**What the exercise asks**:
Please copy everything from the line containing "One point goes on each instance of the white" down to the end of the data, both ends included, keeping the requests and their sample coordinates unchanged and giving only these lines, with no pictures. Multiply every coordinate in the answers by 1.65 and round each result to a whole number, with halves going up.

·····

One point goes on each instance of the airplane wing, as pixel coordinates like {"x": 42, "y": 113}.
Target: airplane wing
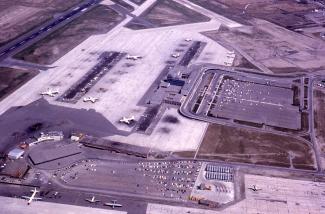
{"x": 113, "y": 205}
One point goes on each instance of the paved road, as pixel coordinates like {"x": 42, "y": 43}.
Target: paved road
{"x": 43, "y": 30}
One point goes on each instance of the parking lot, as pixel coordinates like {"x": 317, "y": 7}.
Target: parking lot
{"x": 254, "y": 99}
{"x": 169, "y": 179}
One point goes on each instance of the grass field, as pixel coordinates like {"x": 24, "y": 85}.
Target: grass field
{"x": 20, "y": 16}
{"x": 97, "y": 21}
{"x": 11, "y": 79}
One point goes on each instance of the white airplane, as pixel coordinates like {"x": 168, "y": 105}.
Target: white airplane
{"x": 90, "y": 99}
{"x": 254, "y": 189}
{"x": 127, "y": 120}
{"x": 50, "y": 92}
{"x": 32, "y": 197}
{"x": 176, "y": 55}
{"x": 92, "y": 200}
{"x": 133, "y": 57}
{"x": 113, "y": 204}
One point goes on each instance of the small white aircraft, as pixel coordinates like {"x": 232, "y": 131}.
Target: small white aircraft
{"x": 50, "y": 92}
{"x": 92, "y": 200}
{"x": 127, "y": 120}
{"x": 113, "y": 204}
{"x": 133, "y": 57}
{"x": 90, "y": 99}
{"x": 254, "y": 189}
{"x": 32, "y": 197}
{"x": 176, "y": 55}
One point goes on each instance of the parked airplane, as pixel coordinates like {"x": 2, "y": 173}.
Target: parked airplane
{"x": 90, "y": 99}
{"x": 50, "y": 92}
{"x": 32, "y": 197}
{"x": 133, "y": 57}
{"x": 176, "y": 55}
{"x": 254, "y": 189}
{"x": 113, "y": 204}
{"x": 92, "y": 200}
{"x": 127, "y": 120}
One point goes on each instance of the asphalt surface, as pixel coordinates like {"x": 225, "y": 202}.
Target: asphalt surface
{"x": 43, "y": 30}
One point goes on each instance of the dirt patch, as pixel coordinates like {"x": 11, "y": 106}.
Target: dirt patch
{"x": 240, "y": 145}
{"x": 20, "y": 16}
{"x": 11, "y": 79}
{"x": 166, "y": 13}
{"x": 279, "y": 50}
{"x": 286, "y": 13}
{"x": 99, "y": 20}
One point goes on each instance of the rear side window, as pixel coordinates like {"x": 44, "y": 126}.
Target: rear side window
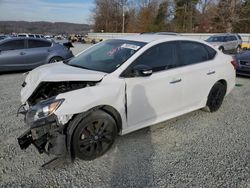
{"x": 159, "y": 57}
{"x": 191, "y": 53}
{"x": 233, "y": 38}
{"x": 211, "y": 52}
{"x": 13, "y": 45}
{"x": 38, "y": 44}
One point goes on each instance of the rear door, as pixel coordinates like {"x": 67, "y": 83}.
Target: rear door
{"x": 12, "y": 55}
{"x": 37, "y": 52}
{"x": 198, "y": 73}
{"x": 154, "y": 98}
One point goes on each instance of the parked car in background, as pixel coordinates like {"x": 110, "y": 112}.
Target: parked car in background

·····

**Solution to the exercise**:
One point goes on each instance of the white airplane, as pixel coordinates like {"x": 168, "y": 105}.
Target: white airplane
{"x": 149, "y": 163}
{"x": 419, "y": 312}
{"x": 210, "y": 198}
{"x": 83, "y": 152}
{"x": 53, "y": 325}
{"x": 290, "y": 91}
{"x": 152, "y": 330}
{"x": 219, "y": 94}
{"x": 186, "y": 337}
One point goes on each instance of the small white aircraft, as pixel coordinates like {"x": 232, "y": 131}.
Target: small white aircraft
{"x": 83, "y": 152}
{"x": 152, "y": 330}
{"x": 210, "y": 198}
{"x": 186, "y": 337}
{"x": 219, "y": 94}
{"x": 149, "y": 163}
{"x": 419, "y": 312}
{"x": 53, "y": 325}
{"x": 290, "y": 91}
One point goes on each instance of the parked airplane, as pixel coordinates like {"x": 2, "y": 173}.
Target: parked airplane
{"x": 149, "y": 163}
{"x": 83, "y": 152}
{"x": 53, "y": 325}
{"x": 219, "y": 94}
{"x": 290, "y": 91}
{"x": 419, "y": 312}
{"x": 186, "y": 337}
{"x": 152, "y": 330}
{"x": 210, "y": 198}
One point goes on each instance of the asphalt surface, as pixel coordinates like {"x": 225, "y": 202}.
Target: asphalt surface
{"x": 71, "y": 50}
One point goes on each instance of the dirt patch, as pixel coordinates like {"x": 11, "y": 106}.
Target: dirt patch
{"x": 396, "y": 239}
{"x": 33, "y": 26}
{"x": 18, "y": 130}
{"x": 274, "y": 21}
{"x": 460, "y": 83}
{"x": 472, "y": 21}
{"x": 163, "y": 33}
One point goes on each instance of the rear side window, as pixel coordinates like {"x": 44, "y": 126}.
Target: rear side window
{"x": 262, "y": 94}
{"x": 315, "y": 87}
{"x": 384, "y": 63}
{"x": 348, "y": 86}
{"x": 21, "y": 74}
{"x": 63, "y": 73}
One point goes on each instance of the rear door, as pixel coordinates like {"x": 67, "y": 83}.
Target: rear door
{"x": 20, "y": 91}
{"x": 61, "y": 86}
{"x": 327, "y": 120}
{"x": 254, "y": 162}
One point goes on each instance of the parked car in background, as pixel coordinates like {"x": 110, "y": 112}.
Target: parked car in background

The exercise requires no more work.